Excerpts from pointing data:
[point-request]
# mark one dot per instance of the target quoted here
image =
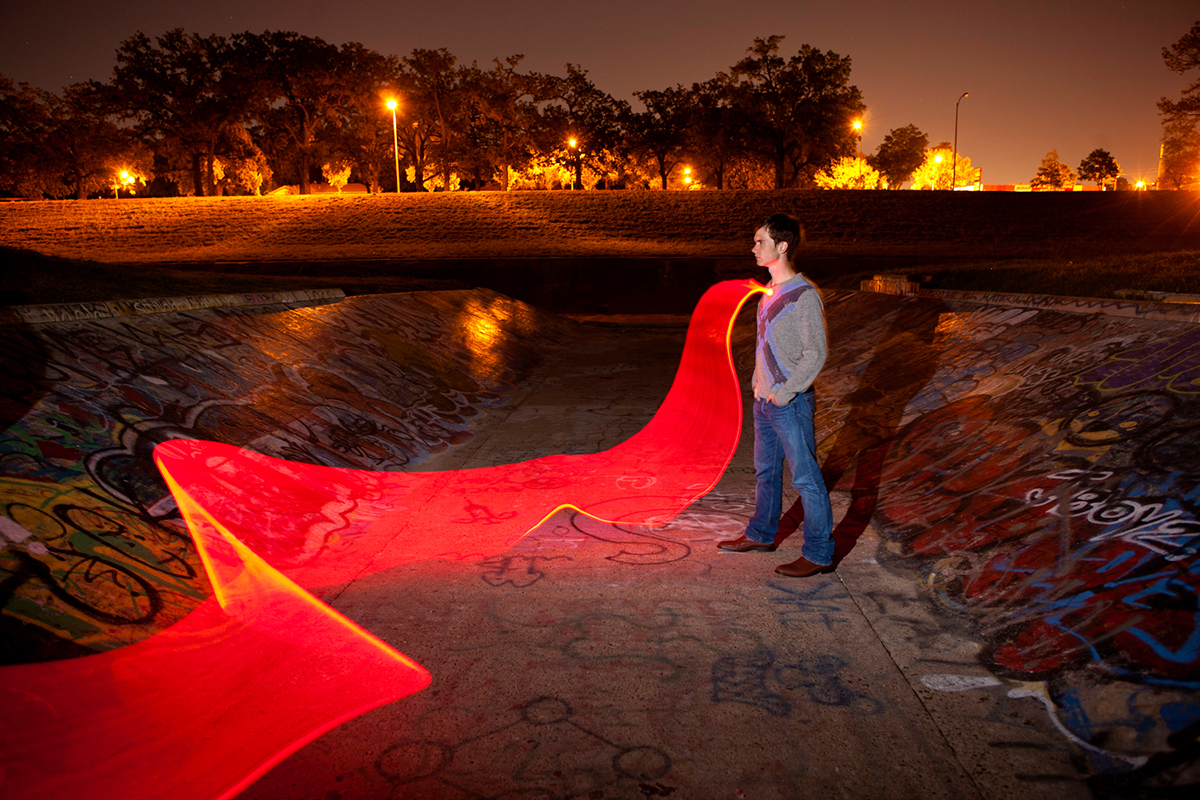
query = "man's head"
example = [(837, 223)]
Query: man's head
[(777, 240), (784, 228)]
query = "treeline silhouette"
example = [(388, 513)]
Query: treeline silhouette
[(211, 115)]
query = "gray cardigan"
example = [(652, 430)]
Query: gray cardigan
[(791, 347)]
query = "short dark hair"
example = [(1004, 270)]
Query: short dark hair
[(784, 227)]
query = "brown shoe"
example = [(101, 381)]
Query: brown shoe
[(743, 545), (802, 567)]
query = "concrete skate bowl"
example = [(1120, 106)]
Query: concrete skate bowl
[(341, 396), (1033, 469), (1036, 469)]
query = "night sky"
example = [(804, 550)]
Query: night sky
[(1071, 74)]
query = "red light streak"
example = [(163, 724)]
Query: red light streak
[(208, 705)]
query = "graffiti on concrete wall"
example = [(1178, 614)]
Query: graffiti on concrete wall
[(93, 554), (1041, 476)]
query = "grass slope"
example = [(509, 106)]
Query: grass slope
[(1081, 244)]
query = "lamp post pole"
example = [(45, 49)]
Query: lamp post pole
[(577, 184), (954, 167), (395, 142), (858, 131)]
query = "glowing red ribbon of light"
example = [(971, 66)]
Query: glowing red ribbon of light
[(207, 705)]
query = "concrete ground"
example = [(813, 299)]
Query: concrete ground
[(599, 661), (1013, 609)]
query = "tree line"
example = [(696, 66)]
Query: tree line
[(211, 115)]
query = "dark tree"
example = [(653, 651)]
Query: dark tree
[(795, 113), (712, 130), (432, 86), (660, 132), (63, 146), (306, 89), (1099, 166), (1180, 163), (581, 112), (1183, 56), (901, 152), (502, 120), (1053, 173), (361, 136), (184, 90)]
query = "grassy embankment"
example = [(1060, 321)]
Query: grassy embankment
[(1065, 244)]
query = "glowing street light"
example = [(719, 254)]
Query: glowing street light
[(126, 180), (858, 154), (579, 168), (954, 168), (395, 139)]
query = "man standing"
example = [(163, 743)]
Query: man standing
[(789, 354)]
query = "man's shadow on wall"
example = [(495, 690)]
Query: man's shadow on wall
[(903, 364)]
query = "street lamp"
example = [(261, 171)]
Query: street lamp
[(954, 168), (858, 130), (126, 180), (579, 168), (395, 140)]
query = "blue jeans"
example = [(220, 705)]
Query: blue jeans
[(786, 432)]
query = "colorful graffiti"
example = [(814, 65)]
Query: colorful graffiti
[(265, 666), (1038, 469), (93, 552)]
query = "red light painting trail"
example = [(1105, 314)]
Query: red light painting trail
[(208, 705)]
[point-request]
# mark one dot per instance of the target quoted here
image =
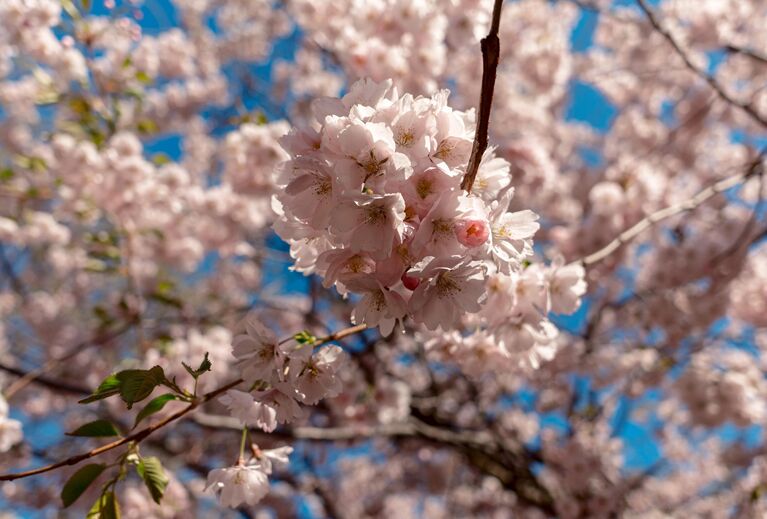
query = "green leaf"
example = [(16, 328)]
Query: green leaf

What the exercise asks: Find every line in the records above that contains the string "silhouette", matching case exactly, and copy each of those lines.

Problem solution:
query = "treeline silhouette"
Query: treeline silhouette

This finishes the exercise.